• _Exercise materials_:

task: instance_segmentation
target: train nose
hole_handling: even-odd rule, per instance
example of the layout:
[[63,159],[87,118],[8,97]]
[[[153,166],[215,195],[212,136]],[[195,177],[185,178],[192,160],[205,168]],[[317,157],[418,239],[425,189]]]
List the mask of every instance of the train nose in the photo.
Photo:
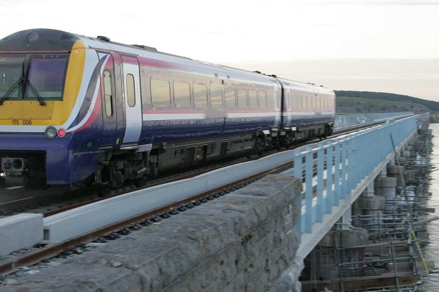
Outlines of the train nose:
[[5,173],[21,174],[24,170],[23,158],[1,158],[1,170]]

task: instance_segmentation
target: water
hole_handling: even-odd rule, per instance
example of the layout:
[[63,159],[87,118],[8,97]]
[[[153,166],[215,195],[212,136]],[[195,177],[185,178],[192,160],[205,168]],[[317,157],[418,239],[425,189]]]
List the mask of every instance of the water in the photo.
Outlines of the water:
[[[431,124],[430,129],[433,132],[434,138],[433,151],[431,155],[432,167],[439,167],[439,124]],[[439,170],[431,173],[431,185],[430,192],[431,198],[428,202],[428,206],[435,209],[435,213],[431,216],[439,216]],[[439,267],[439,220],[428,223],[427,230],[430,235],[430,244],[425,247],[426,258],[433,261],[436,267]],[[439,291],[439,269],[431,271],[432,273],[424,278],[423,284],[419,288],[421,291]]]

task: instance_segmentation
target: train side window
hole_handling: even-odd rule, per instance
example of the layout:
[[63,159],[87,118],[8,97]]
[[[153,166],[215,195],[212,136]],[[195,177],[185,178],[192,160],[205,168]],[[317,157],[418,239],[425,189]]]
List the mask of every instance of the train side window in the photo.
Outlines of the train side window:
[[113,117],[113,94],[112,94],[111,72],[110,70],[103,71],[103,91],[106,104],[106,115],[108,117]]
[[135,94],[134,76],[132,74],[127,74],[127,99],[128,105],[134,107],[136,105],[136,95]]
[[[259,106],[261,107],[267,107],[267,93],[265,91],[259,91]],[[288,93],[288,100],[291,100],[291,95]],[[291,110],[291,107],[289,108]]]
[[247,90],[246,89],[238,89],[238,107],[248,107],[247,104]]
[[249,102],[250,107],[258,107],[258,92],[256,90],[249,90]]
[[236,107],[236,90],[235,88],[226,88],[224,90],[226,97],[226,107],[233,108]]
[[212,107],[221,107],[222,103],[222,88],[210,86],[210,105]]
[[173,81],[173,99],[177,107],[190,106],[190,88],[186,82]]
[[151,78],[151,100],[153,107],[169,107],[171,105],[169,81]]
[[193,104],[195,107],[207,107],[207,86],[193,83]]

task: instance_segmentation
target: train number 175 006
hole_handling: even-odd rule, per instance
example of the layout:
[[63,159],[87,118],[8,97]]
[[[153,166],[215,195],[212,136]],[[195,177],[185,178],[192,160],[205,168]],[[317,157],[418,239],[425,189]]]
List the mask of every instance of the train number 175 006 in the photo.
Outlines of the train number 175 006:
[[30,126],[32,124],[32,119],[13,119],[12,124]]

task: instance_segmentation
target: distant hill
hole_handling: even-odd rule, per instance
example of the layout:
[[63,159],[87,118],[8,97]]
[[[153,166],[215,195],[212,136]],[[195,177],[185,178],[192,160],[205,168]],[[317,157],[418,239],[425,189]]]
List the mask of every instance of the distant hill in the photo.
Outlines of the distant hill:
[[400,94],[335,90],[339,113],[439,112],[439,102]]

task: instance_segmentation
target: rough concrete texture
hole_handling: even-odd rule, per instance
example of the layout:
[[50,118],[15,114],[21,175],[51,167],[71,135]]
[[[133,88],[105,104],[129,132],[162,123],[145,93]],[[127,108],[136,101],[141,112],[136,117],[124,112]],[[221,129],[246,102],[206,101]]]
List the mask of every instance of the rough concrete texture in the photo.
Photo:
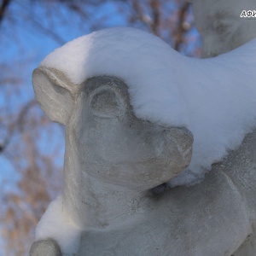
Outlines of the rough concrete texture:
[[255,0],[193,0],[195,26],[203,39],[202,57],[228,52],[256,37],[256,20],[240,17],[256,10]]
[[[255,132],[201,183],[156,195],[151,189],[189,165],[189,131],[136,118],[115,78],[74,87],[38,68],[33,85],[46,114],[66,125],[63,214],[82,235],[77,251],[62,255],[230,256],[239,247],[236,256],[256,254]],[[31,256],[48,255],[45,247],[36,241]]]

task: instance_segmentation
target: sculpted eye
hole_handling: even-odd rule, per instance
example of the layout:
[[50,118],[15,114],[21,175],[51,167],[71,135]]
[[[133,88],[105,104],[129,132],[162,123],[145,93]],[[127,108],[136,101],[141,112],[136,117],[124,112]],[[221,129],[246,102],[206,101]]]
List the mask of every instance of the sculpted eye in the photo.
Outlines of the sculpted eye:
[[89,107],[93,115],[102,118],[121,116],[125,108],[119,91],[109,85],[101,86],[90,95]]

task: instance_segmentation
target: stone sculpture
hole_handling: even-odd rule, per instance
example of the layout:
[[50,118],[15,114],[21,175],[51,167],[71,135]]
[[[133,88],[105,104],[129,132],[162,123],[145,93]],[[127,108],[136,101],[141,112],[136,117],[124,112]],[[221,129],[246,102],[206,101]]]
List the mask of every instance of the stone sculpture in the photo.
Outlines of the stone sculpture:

• _Your objective_: Rewrite every line of the items above as a numbered list, dropping the blank lines. Leave the pictures out of your answer.

• _Reply to the exercise_:
1. task: instance_segmentation
2. target: train nose
3. hole_handling: even-odd rule, per instance
4. example of the layout:
5. [[63,159],[87,118],[8,97]]
6. [[[153,166],[215,195],[212,136]],[[195,177],[185,178],[192,160],[205,168]],[[317,157],[418,239],[425,189]]]
7. List the mask of every instance of the train nose in the photo.
8. Photo:
9. Outlines of the train nose:
10. [[5,173],[21,174],[24,170],[23,158],[1,158],[1,170]]
11. task: instance_segmentation
12. target: water
13. hole_handling: even-odd rule, per instance
14. example of the layout:
15. [[63,159],[87,118],[8,97]]
16. [[[153,166],[215,195],[212,136]],[[195,177],[185,178],[192,160],[205,168]],[[317,157],[418,239],[425,189]]]
17. List the mask of every instance of the water in the photo.
18. Outlines of the water:
19. [[[431,124],[430,129],[433,132],[434,138],[433,151],[431,155],[432,167],[439,167],[439,124]],[[439,170],[431,173],[431,185],[430,192],[431,198],[428,202],[428,206],[435,209],[435,213],[431,216],[439,216]],[[439,267],[439,220],[428,223],[427,230],[430,235],[430,244],[425,247],[426,258],[433,261],[436,267]],[[439,291],[439,269],[431,271],[432,273],[424,278],[423,284],[419,288],[421,291]]]
20. task: instance_segmentation
21. target: train side window
22. hole_handling: even-odd rule, per instance
23. example of the layout:
24. [[63,159],[87,118],[8,97]]
25. [[[153,166],[215,195],[212,136]],[[195,177],[185,178],[192,160],[205,168]],[[317,157],[418,239],[425,189]]]
26. List the mask of every instance of the train side window in the photo.
27. Outlines of the train side window:
28. [[113,117],[113,94],[112,94],[111,72],[110,70],[103,71],[103,91],[106,104],[106,115],[108,117]]
29. [[135,94],[134,76],[132,74],[127,74],[127,99],[128,105],[134,107],[136,105],[136,95]]
30. [[[259,106],[261,107],[267,107],[267,93],[265,91],[259,91]],[[288,93],[288,100],[291,100],[291,95]],[[291,110],[291,107],[289,108]]]
31. [[247,90],[246,89],[238,89],[238,107],[248,107],[247,104]]
32. [[249,102],[250,107],[258,107],[258,92],[256,90],[249,90]]
33. [[236,107],[236,90],[235,88],[226,88],[224,90],[226,97],[226,107],[233,108]]
34. [[212,107],[221,107],[222,103],[222,88],[210,86],[210,105]]
35. [[173,81],[173,99],[177,107],[190,106],[190,88],[186,82]]
36. [[151,78],[151,100],[153,107],[169,107],[171,105],[169,81]]
37. [[193,104],[195,107],[207,107],[207,86],[193,83]]
38. task: instance_segmentation
39. target: train number 175 006
40. hole_handling: even-odd rule, per instance
41. example of the layout:
42. [[63,159],[87,118],[8,97]]
43. [[[153,166],[215,195],[212,136]],[[195,177],[185,178],[192,160],[205,168]],[[317,157],[418,239],[425,189]]]
44. List the mask of every instance of the train number 175 006 in the photo.
45. Outlines of the train number 175 006:
46. [[30,126],[32,124],[32,119],[13,119],[12,124]]
47. task: instance_segmentation
48. target: distant hill
49. hole_handling: even-odd rule, per instance
50. example of the layout:
51. [[63,159],[87,118],[8,97]]
52. [[[153,166],[215,195],[212,136]],[[195,177],[185,178],[192,160],[205,168]],[[317,157],[418,239],[425,189]]]
53. List the mask of every instance of the distant hill in the photo.
54. Outlines of the distant hill:
55. [[400,94],[335,90],[339,113],[439,112],[439,102]]
56. task: instance_segmentation
57. target: rough concrete texture
58. hole_handling: even-odd rule, per instance
59. example of the layout:
60. [[50,118],[15,114],[21,175],[51,167],[71,135]]
61. [[[133,88],[105,104],[129,132],[162,123],[145,93]],[[127,108],[136,101],[141,112],[136,117],[124,112]],[[221,129],[246,102],[206,101]]]
62. List the mask of every instance of the rough concrete texture in the photo.
63. Photo:
64. Outlines of the rough concrete texture:
65. [[255,0],[193,0],[195,26],[203,39],[202,57],[228,52],[256,37],[256,20],[240,17],[256,10]]
66. [[[255,132],[201,183],[156,195],[151,189],[189,165],[189,131],[136,118],[115,78],[74,87],[38,68],[33,85],[46,114],[66,125],[63,214],[82,235],[77,251],[62,255],[230,256],[239,247],[236,256],[256,254]],[[31,256],[48,255],[45,247],[36,241]]]
67. task: instance_segmentation
68. target: sculpted eye
69. hole_handling: even-odd rule, per instance
70. example of the layout:
71. [[50,118],[15,114],[21,175],[51,167],[71,135]]
72. [[[133,88],[105,104],[129,132],[162,123],[145,93]],[[127,108],[136,101],[141,112],[136,117],[124,112]],[[221,129],[246,102],[206,101]]]
73. List the mask of every instance of the sculpted eye in the photo.
74. Outlines of the sculpted eye:
75. [[89,107],[93,115],[102,118],[121,116],[125,108],[119,91],[109,85],[101,86],[90,95]]
76. task: instance_segmentation
77. target: stone sculpture
78. hole_handling: even-odd rule, per instance
79. example of the layout:
80. [[50,118],[15,114],[21,175],[51,167],[71,135]]
81. [[[133,88],[105,104],[129,132],[162,123],[145,93]],[[127,108],[136,101],[141,112],[136,117],[124,112]],[[221,129],[246,102],[206,101]]]
82. List the mask of every instance of the stone sculpture in the photo.
83. Outlines of the stone sculpture:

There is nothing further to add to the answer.